* **EXCERPT TO READ**:
- Education: Yale University, Princeton University, Carnegie Mellon University
- Scientific career
- Fields: Demography
- Institutions: University of Pennsylvania
- Thesis: Models of Urban and Spatial Concentration (1975)

= Daniel Vining Jr. =

American demographer (born 1944)

Daniel Rutledge Vining Jr. (born January 12, 1944, Fayetteville, Arkansas) is an American demographer who has been an emeritus professor at the University of Pennsylvania since 2010.

==Education and career==
He was the son of Daniel Rutledge Vining, who was economics professor at the University of Arkansas, Fayetteville, and the University of Virginia, Charlottesville. Vining received his B.A. degree from Yale University in 1966, his M.P.A. from the Woodrow Wilson School of Public and International Affairs at Princeton University in 1971, and his Ph.D. from the Carnegie Mellon University School of Urban and Public Affairs in 1975. In 1974, he was named a lecturer in the Regional Science Department at the University of Pennsylvania, where he became an assistant professor in 1975 and a tenured associate professor in 1980. In 1981, he was named an associate professor of public and urban policy for three years retroactive to July 1, 1980. He remained an associate professor at the University of Pennsylvania until 1993, and became an emeritus professor there in 2010.

==Research==
Vining has argued that the average IQ of Americans has decreased by about 5 points since IQ tests became widely used in the early 20th century. He has also argued that wealthy families tend to have as many, or fewer, children than do low-income families, which he has argued occurs because human reproductive behavior is learned, not heritable.

==Controversial views and affiliations==
Vining has previously been an editorial board member of the scientific racist journal Mankind Quarterly, and he has argued that America is undergoing a "dysgenesis" because more intelligent people in America are not reproducing as often. He has also asserted that this "dysgenesis" is especially harmful to African Americans. His work was cited in the prominent 1994 book the Bell Curve, and he has received $197,750 in grants from the Pioneer Fund, for which he has been criticized as a "race scientist". Vining has responded to these criticisms by saying that the media has unfairly characterized him and the Pioneer Fund.

* **GIVEN INFORMATION**:
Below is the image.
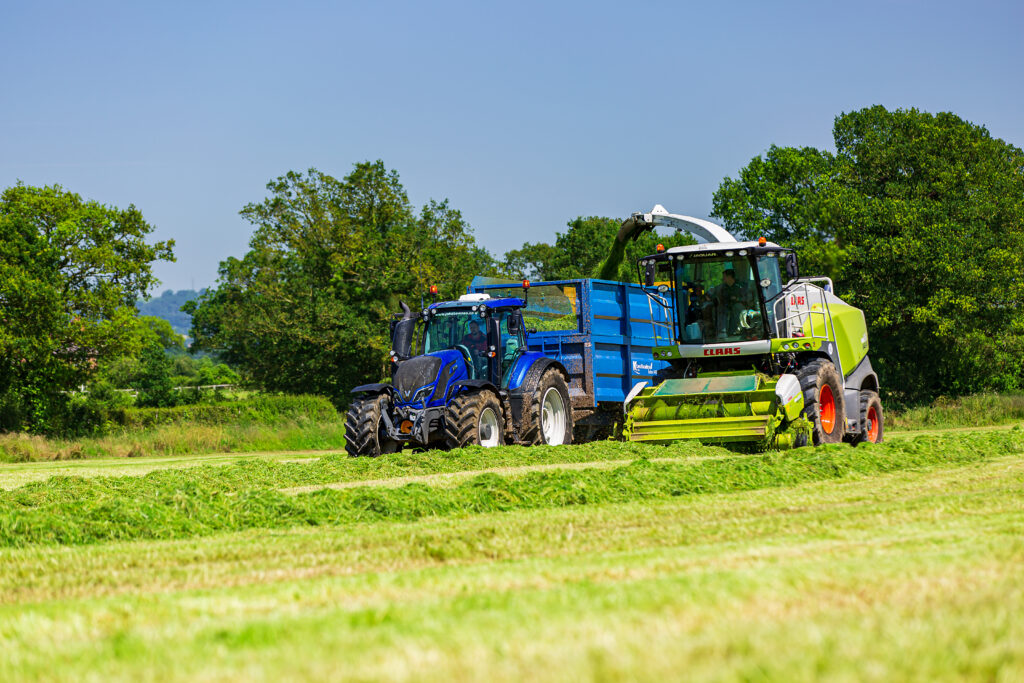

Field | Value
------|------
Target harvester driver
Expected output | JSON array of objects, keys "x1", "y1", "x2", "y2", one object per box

[{"x1": 714, "y1": 268, "x2": 751, "y2": 337}]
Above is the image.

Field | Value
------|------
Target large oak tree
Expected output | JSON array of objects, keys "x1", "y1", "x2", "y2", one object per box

[
  {"x1": 0, "y1": 184, "x2": 174, "y2": 431},
  {"x1": 713, "y1": 106, "x2": 1024, "y2": 400}
]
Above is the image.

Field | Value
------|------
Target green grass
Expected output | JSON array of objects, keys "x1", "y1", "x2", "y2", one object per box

[
  {"x1": 886, "y1": 393, "x2": 1024, "y2": 430},
  {"x1": 0, "y1": 450, "x2": 1024, "y2": 681},
  {"x1": 0, "y1": 429, "x2": 1024, "y2": 546},
  {"x1": 0, "y1": 405, "x2": 1024, "y2": 681}
]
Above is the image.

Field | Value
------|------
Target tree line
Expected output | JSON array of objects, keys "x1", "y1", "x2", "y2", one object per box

[{"x1": 0, "y1": 106, "x2": 1024, "y2": 432}]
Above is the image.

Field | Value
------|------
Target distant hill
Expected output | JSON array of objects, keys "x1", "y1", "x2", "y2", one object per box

[{"x1": 135, "y1": 290, "x2": 206, "y2": 335}]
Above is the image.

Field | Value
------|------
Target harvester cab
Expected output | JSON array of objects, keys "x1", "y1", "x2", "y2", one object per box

[
  {"x1": 621, "y1": 206, "x2": 883, "y2": 447},
  {"x1": 345, "y1": 282, "x2": 572, "y2": 455}
]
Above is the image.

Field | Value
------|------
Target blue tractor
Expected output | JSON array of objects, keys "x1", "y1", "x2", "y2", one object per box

[{"x1": 345, "y1": 283, "x2": 573, "y2": 456}]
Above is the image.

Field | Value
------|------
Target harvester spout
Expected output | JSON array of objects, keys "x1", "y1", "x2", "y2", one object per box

[{"x1": 597, "y1": 204, "x2": 736, "y2": 280}]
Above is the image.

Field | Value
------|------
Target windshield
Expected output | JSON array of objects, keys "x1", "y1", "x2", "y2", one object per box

[
  {"x1": 675, "y1": 255, "x2": 778, "y2": 344},
  {"x1": 423, "y1": 309, "x2": 487, "y2": 355},
  {"x1": 423, "y1": 308, "x2": 487, "y2": 379}
]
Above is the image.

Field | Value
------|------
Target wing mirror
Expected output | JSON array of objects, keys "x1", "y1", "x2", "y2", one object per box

[{"x1": 782, "y1": 251, "x2": 800, "y2": 280}]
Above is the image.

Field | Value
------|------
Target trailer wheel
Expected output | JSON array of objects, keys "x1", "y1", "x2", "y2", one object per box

[
  {"x1": 857, "y1": 390, "x2": 885, "y2": 443},
  {"x1": 444, "y1": 391, "x2": 505, "y2": 449},
  {"x1": 519, "y1": 368, "x2": 572, "y2": 445},
  {"x1": 345, "y1": 393, "x2": 398, "y2": 456},
  {"x1": 797, "y1": 358, "x2": 846, "y2": 445}
]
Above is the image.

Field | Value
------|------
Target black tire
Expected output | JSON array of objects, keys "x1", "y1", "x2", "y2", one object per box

[
  {"x1": 797, "y1": 358, "x2": 846, "y2": 445},
  {"x1": 345, "y1": 393, "x2": 398, "y2": 457},
  {"x1": 519, "y1": 368, "x2": 572, "y2": 445},
  {"x1": 857, "y1": 390, "x2": 886, "y2": 443},
  {"x1": 444, "y1": 391, "x2": 505, "y2": 449}
]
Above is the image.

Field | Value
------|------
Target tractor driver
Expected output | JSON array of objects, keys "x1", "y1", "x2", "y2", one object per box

[
  {"x1": 461, "y1": 321, "x2": 487, "y2": 355},
  {"x1": 714, "y1": 268, "x2": 751, "y2": 337}
]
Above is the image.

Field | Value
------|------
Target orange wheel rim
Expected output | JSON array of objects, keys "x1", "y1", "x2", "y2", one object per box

[
  {"x1": 867, "y1": 405, "x2": 879, "y2": 443},
  {"x1": 818, "y1": 384, "x2": 836, "y2": 434}
]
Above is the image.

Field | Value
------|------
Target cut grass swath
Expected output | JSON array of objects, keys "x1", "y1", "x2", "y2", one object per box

[{"x1": 0, "y1": 429, "x2": 1024, "y2": 547}]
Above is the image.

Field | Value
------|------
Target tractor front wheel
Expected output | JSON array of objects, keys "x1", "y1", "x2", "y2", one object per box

[
  {"x1": 444, "y1": 391, "x2": 505, "y2": 449},
  {"x1": 519, "y1": 368, "x2": 572, "y2": 445},
  {"x1": 345, "y1": 393, "x2": 398, "y2": 456},
  {"x1": 797, "y1": 358, "x2": 846, "y2": 445}
]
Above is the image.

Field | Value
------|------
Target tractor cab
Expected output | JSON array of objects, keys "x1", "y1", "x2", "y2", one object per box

[
  {"x1": 639, "y1": 241, "x2": 797, "y2": 346},
  {"x1": 421, "y1": 294, "x2": 526, "y2": 386}
]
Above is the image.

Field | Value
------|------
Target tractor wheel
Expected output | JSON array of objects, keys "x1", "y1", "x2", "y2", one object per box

[
  {"x1": 857, "y1": 391, "x2": 885, "y2": 443},
  {"x1": 345, "y1": 393, "x2": 398, "y2": 456},
  {"x1": 797, "y1": 358, "x2": 846, "y2": 445},
  {"x1": 519, "y1": 368, "x2": 572, "y2": 445},
  {"x1": 444, "y1": 391, "x2": 505, "y2": 449}
]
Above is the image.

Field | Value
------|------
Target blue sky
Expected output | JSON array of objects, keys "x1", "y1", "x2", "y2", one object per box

[{"x1": 0, "y1": 0, "x2": 1024, "y2": 291}]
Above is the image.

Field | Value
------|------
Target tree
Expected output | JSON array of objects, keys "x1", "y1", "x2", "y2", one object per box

[
  {"x1": 0, "y1": 183, "x2": 174, "y2": 431},
  {"x1": 185, "y1": 161, "x2": 493, "y2": 403},
  {"x1": 500, "y1": 216, "x2": 694, "y2": 282},
  {"x1": 713, "y1": 106, "x2": 1024, "y2": 400}
]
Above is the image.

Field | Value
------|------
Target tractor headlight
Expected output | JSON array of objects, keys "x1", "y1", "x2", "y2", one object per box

[{"x1": 410, "y1": 384, "x2": 434, "y2": 403}]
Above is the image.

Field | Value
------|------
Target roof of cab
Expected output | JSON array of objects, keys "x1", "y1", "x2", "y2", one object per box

[
  {"x1": 665, "y1": 240, "x2": 782, "y2": 254},
  {"x1": 427, "y1": 297, "x2": 525, "y2": 310}
]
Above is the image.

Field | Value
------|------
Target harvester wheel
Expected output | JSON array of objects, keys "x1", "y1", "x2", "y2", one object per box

[
  {"x1": 444, "y1": 391, "x2": 505, "y2": 449},
  {"x1": 345, "y1": 393, "x2": 398, "y2": 456},
  {"x1": 519, "y1": 368, "x2": 572, "y2": 445},
  {"x1": 797, "y1": 358, "x2": 846, "y2": 445},
  {"x1": 857, "y1": 391, "x2": 885, "y2": 443}
]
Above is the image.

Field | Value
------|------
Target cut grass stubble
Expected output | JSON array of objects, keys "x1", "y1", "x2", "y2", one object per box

[{"x1": 6, "y1": 429, "x2": 1024, "y2": 547}]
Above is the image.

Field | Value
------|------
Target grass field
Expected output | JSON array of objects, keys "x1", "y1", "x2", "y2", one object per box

[{"x1": 0, "y1": 426, "x2": 1024, "y2": 681}]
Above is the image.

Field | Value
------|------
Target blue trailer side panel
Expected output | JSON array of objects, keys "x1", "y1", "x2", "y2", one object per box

[{"x1": 470, "y1": 280, "x2": 673, "y2": 409}]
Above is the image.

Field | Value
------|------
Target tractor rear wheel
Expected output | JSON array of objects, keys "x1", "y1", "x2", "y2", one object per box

[
  {"x1": 519, "y1": 368, "x2": 572, "y2": 445},
  {"x1": 345, "y1": 393, "x2": 398, "y2": 456},
  {"x1": 444, "y1": 391, "x2": 505, "y2": 449},
  {"x1": 797, "y1": 358, "x2": 846, "y2": 445},
  {"x1": 857, "y1": 391, "x2": 885, "y2": 443}
]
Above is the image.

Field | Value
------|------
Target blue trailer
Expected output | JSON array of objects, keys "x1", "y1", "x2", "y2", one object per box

[
  {"x1": 469, "y1": 278, "x2": 674, "y2": 437},
  {"x1": 345, "y1": 279, "x2": 673, "y2": 456}
]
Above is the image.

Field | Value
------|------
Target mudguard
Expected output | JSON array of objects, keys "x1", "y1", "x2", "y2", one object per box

[
  {"x1": 352, "y1": 384, "x2": 394, "y2": 393},
  {"x1": 447, "y1": 380, "x2": 500, "y2": 397},
  {"x1": 843, "y1": 355, "x2": 879, "y2": 432}
]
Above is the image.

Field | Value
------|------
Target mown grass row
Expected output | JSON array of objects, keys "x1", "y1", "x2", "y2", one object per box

[
  {"x1": 886, "y1": 393, "x2": 1024, "y2": 430},
  {"x1": 0, "y1": 429, "x2": 1024, "y2": 547},
  {"x1": 0, "y1": 396, "x2": 345, "y2": 463}
]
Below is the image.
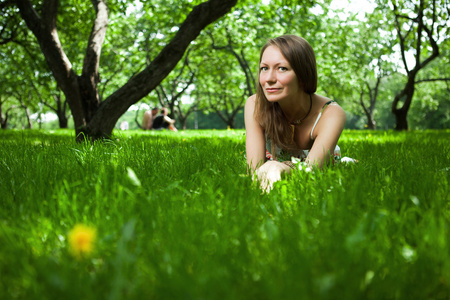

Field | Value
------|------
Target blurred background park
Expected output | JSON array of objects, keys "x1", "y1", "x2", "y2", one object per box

* **WHAT NEEDS TO BE DONE**:
List every academic title the biography of Daniel Vining Jr. says he held at the University of Pennsylvania, each with the year it began.

* **SOLUTION BELOW**:
- Lecturer in the Regional Science Department, 1974
- Assistant professor, 1975
- Tenured associate professor, 1980
- Associate professor of public and urban policy, 1981 (named for three years retroactive to July 1, 1980)
- Emeritus professor, 2010